Page =
Improving Domain Repository Connectivity: Identifying Organizations

Cite this blog as Habermann, T. (2021). Improving Domain Repository Connectivity: Identifying Organizations. Front Matter. https://doi.org/10.59350/8xcgf-drf32

The UNAVCO DataCite Repository has over 5000 records that describe datasets created by researchers from many organizations, all of which are members of the tight-knit and well-established UNAVCO community. In the first blog of this series, I proposed that connecting these organizations to the PID Graph depends on having unique identifiers, i.e., RORs, for these organizations. Most of these organizations have contributed multiple datasets to the community, so they occur multiple times in the metadata. This characteristic of domain communities, i.e. multiple contributions from the same people and organizations, simplifies the process of populating organizational identifiers in the repository because each identifier is used many times.

Table 1 shows the organizations that occur in the UNAVCO metadata along with RORs found for these organizations and the number of times they occur. As expected, a small number of organizations (35) occur many times (2596) in these metadata. The most common organization is UNAVCO itself, which occurs in 1288 records (50%). It is also important to note that RORs were identified for all organizations in the metadata.

Material provided =
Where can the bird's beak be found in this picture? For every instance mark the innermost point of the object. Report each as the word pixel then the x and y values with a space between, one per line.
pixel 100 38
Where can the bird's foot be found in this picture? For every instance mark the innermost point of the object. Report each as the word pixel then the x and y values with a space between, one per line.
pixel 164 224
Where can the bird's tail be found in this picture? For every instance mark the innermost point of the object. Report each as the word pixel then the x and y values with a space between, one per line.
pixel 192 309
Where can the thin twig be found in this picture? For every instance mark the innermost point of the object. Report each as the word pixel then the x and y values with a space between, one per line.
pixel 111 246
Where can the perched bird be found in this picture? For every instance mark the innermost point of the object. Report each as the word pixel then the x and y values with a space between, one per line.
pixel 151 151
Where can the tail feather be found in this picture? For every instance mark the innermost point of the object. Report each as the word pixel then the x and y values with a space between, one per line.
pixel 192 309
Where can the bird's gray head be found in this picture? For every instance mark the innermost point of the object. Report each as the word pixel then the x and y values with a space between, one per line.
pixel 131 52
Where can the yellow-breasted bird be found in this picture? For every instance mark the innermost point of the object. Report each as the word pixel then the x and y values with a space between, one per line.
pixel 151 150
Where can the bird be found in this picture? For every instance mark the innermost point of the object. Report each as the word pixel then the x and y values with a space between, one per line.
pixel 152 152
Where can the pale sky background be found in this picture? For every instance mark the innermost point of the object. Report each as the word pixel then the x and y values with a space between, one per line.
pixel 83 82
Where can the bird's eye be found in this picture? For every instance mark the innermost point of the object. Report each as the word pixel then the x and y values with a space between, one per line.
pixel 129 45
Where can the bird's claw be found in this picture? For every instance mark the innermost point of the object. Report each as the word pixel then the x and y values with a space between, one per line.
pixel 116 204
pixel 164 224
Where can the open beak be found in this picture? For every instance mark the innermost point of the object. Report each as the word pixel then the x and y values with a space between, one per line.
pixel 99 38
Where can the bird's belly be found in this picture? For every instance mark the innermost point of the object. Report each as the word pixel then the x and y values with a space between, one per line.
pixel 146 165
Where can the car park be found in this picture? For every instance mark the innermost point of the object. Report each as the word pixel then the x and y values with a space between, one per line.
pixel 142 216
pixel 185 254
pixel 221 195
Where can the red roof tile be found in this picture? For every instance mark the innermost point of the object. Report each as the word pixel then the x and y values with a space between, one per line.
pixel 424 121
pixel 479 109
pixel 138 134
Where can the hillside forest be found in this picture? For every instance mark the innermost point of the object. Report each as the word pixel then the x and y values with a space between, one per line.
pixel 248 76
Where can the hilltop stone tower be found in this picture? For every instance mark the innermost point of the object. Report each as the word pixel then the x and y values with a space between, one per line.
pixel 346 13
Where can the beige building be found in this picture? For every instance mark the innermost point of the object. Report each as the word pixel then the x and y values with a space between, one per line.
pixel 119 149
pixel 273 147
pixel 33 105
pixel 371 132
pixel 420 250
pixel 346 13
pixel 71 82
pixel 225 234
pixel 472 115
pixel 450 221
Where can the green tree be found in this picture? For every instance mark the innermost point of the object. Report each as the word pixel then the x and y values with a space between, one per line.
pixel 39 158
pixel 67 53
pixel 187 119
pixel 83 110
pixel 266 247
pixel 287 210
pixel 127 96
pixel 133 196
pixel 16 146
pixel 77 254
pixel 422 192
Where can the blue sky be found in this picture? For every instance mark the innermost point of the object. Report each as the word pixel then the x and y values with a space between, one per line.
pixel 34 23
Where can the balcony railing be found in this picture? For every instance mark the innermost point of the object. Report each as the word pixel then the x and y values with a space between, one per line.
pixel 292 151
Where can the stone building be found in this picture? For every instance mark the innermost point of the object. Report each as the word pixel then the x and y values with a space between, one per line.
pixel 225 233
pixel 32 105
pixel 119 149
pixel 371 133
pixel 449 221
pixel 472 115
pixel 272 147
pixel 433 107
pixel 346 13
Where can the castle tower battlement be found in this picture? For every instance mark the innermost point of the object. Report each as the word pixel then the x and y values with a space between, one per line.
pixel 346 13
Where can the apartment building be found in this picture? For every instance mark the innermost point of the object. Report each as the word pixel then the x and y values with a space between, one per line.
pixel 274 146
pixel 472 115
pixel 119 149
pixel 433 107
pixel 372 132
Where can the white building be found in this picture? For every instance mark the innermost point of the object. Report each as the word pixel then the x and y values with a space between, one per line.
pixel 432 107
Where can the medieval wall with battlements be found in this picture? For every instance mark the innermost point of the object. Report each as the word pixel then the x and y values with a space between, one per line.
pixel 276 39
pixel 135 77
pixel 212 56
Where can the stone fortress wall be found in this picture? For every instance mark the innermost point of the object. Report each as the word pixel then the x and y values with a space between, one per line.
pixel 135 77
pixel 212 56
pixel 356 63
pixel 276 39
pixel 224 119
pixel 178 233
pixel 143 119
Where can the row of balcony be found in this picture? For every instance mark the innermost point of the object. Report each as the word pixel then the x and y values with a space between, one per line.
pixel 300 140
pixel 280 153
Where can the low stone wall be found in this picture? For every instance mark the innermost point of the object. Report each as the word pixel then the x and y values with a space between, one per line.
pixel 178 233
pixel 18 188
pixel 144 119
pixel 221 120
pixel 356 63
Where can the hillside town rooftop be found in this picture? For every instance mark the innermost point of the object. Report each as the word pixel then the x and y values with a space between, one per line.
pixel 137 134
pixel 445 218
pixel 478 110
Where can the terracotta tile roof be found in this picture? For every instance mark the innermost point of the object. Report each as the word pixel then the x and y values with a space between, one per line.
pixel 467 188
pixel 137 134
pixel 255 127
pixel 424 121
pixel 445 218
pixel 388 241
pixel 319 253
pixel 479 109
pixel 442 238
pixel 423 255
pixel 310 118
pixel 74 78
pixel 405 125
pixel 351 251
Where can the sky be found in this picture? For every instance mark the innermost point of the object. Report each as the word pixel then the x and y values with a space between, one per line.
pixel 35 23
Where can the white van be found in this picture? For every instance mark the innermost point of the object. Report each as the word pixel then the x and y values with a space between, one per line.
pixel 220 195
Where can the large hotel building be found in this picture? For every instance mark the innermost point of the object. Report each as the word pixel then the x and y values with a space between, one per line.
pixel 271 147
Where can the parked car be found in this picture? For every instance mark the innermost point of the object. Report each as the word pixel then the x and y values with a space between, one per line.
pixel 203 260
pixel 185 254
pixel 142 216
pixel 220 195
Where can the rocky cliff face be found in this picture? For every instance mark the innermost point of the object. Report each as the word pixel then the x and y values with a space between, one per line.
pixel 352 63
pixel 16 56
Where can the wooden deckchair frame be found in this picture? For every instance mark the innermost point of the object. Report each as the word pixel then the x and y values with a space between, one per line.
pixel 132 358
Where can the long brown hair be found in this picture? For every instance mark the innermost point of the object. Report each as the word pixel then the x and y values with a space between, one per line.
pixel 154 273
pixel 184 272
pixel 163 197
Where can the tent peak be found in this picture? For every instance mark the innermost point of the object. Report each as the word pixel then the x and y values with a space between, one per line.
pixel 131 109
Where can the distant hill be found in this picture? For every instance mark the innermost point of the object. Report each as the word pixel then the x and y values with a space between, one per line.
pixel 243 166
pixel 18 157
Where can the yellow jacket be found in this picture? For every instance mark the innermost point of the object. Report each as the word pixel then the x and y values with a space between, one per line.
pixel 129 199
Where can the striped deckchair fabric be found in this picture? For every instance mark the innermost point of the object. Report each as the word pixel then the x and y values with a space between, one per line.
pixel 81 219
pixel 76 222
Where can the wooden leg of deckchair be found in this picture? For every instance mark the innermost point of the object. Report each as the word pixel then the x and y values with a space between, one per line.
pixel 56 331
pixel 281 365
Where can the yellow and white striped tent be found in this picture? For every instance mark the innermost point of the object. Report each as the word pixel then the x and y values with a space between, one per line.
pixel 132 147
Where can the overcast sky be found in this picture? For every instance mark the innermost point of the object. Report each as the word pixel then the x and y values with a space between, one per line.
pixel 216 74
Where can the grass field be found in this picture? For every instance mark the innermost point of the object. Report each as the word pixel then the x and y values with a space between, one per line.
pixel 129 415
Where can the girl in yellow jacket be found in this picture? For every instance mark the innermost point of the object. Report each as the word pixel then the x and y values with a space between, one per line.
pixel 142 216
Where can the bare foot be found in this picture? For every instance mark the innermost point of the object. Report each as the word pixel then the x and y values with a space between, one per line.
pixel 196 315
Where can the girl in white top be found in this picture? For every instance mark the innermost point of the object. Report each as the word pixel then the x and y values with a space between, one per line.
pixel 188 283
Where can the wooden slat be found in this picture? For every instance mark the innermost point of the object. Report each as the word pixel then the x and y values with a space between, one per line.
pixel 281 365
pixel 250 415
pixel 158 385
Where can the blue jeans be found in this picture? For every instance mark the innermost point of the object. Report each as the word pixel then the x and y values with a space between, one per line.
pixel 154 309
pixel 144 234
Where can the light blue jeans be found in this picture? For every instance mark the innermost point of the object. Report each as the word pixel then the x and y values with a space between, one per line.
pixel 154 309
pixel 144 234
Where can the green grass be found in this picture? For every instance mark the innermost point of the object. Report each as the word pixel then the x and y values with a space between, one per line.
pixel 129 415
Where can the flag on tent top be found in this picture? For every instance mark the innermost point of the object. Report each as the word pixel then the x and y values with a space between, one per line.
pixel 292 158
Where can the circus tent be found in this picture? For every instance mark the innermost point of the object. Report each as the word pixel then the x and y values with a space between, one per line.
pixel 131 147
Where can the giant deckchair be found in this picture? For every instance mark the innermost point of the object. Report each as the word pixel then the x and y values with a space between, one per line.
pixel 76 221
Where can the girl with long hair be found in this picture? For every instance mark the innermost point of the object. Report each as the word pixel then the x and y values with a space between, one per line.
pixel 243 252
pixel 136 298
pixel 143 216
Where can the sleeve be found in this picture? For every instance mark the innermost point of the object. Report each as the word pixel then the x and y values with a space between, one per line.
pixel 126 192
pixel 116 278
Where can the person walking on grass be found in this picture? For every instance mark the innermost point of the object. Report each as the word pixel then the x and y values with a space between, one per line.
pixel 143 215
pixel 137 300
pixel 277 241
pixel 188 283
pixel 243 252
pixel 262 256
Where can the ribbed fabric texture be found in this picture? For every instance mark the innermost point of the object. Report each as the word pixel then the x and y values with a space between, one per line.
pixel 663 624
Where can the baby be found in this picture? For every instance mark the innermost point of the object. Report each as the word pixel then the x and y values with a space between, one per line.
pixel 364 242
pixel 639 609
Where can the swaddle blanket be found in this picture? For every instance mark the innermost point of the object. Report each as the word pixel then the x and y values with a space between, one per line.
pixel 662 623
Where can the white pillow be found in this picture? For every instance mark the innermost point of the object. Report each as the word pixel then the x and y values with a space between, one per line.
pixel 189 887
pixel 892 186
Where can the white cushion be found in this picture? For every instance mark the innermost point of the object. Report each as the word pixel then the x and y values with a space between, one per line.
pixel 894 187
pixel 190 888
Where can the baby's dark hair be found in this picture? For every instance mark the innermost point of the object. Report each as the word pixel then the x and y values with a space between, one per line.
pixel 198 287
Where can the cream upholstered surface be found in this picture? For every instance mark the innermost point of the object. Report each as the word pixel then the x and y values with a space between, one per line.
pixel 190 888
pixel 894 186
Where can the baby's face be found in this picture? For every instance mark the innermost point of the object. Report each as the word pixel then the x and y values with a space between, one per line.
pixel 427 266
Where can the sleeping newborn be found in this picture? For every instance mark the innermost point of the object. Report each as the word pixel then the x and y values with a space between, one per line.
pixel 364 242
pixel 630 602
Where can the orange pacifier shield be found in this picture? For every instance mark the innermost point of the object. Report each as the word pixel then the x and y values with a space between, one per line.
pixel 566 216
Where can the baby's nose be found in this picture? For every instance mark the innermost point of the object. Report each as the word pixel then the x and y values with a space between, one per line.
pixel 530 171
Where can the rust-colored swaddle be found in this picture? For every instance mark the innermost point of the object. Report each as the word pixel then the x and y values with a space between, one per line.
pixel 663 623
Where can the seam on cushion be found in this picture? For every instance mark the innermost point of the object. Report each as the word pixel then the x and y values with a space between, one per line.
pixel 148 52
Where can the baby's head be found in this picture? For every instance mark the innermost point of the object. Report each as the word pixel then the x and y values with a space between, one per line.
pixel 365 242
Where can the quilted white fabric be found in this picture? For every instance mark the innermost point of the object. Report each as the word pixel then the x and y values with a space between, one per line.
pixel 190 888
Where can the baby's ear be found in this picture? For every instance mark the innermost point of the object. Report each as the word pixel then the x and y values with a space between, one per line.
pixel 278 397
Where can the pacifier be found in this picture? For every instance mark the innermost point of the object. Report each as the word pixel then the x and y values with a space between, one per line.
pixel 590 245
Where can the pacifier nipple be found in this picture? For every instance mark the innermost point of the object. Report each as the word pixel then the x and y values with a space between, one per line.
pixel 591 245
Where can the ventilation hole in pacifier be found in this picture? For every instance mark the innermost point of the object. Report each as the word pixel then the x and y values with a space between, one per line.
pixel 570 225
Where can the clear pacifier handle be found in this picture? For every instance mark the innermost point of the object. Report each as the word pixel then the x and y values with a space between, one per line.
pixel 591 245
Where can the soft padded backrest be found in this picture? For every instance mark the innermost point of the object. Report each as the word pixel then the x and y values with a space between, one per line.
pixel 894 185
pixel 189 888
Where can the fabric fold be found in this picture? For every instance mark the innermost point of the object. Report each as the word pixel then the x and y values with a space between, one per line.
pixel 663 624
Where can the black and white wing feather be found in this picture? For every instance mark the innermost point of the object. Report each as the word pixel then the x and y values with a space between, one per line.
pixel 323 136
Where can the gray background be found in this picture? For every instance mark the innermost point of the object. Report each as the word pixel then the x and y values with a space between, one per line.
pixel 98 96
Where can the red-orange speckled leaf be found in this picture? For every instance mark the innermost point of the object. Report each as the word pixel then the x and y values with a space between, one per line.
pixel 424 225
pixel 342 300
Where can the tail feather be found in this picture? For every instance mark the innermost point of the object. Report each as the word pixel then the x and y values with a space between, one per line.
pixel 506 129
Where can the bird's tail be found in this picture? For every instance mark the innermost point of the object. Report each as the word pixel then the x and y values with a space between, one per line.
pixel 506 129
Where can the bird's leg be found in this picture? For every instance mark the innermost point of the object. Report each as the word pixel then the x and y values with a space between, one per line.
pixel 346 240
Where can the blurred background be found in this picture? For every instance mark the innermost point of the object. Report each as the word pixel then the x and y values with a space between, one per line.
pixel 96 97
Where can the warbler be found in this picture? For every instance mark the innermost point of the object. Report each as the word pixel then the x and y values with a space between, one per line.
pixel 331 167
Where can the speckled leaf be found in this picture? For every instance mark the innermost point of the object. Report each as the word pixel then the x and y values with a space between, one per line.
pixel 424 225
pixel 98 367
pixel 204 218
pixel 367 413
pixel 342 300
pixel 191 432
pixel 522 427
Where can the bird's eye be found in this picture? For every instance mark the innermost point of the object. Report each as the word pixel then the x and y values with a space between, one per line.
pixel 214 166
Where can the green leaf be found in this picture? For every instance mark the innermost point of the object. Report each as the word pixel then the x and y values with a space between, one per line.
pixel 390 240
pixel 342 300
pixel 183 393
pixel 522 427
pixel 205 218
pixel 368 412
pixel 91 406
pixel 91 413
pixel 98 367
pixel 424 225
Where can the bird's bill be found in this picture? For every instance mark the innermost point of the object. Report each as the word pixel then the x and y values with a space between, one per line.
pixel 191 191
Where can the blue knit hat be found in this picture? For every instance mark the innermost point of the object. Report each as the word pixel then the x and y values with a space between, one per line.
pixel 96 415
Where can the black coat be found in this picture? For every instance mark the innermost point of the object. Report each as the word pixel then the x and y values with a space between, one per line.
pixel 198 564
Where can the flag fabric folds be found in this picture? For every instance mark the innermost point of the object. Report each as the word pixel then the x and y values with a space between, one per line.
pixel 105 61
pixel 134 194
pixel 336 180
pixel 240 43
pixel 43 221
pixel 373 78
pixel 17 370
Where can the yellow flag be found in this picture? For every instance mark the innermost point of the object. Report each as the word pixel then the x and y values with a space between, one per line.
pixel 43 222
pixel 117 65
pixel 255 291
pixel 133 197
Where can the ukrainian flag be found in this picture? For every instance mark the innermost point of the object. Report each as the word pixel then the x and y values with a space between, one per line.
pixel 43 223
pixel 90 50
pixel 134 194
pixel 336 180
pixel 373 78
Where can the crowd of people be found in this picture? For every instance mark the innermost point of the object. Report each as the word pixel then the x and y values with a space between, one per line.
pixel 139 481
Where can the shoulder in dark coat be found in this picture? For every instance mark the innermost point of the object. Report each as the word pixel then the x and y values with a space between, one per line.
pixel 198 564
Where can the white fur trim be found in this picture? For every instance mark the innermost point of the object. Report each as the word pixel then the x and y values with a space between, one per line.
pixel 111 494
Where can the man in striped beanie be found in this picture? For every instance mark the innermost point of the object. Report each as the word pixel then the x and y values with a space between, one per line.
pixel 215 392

Problem details =
Please quote the blog post on identifying organizations, starting with "Table 1 shows" and going on through "organizations in the metadata.".

Response to the task =
Table 1 shows the organizations that occur in the UNAVCO metadata along with RORs found for these organizations and the number of times they occur. As expected, a small number of organizations (35) occur many times (2596) in these metadata. The most common organization is UNAVCO itself, which occurs in 1288 records (50%). It is also important to note that RORs were identified for all organizations in the metadata.